**Tareas:**
1. Según la reseña de Bird Box Barcelona, ¿quiénes dirigieron la película?
2. Copia literalmente de la reseña de Bird Box Barcelona todo el fragmento que va desde "El problema número" hasta "de la literalidad.".

**Texto del ejercicio:**
------------

Este es el punto de partida de Bird Box Barcelona, la última gran producción española de Netflix que funciona como spin off del filme A ciegas (2018), adaptación de la novela distópica de Josh Malerman que Susanne Bier dirigió en 2019. Una suerte de secuela que, dirigida por los hermanos Àlex y David Pastor y protagonizada por Mario Casas, resulta ser un filme fallido de principio a fin.
El problema número uno está en su libreto, un interminable desfile de lugares comunes, personajes esquemáticos y diálogos impostados, sobreexplicativos y pretenciosos. Un material de partida flojo al que tampoco ayudan la torpe utilización de recursos como el flashback o los múltiples y arbitrarios cambios de punto de vista. Pese a todo, los hermanos Pastor parecen confiar ciegamente en el texto a la hora de poner en imágenes el relato, escapando de la sutileza y apostándolo todo a la tan manoseada carta de la literalidad.
Más allá de sus deficiencias narrativas, es en su hollywoodiense alarde de espectacularidad técnica (grúas por aquí, drones por allá) donde termina de diluirse el supuesto tema de fondo del filme: la barbarie y la miseria humanas, que tantas veces requieren de un tratamiento más contenido y menos pirotécnico. Así es que, inevitablemente, mientras los fuegos de artificio de esta errática montaña rusa lo llenan todo, acuden a la memoria del espectador las sensacionales Hijos de los hombres de Cuarón, El incidente de Shyamalan o Un lugar tranquilo, el brillante díptico de John Krasinski.
Distopías apocalípticas en las que sus autores, habilidosamente, lograban con éxito construir el suspense y retratar el horror al huir del puro y duro golpe de efecto y, en su lugar, apostar por los silencios calculados, los fueras de campo, los subtextos, las miradas que hablan. Por el lenguaje del cine, a fin de cuentas.
Lo mejor: Su diseño de producción y las interpretaciones de algunos de sus secundarios, como Patrick Criado, Gonzalo de Castro y Lola Dueñas.
Lo peor: Que carezca por completo de personalidad.

------------

**Extracto de datos:**
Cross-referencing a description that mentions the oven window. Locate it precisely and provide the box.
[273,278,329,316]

------------

**Respuestas en orden:**
1. Los hermanos Àlex y David Pastor.

2.
El problema número uno está en su libreto, un interminable desfile de lugares comunes, personajes esquemáticos y diálogos impostados, sobreexplicativos y pretenciosos. Un material de partida flojo al que tampoco ayudan la torpe utilización de recursos como el flashback o los múltiples y arbitrarios cambios de punto de vista. Pese a todo, los hermanos Pastor parecen confiar ciegamente en el texto a la hora de poner en imágenes el relato, escapando de la sutileza y apostándolo todo a la tan manoseada carta de la literalidad.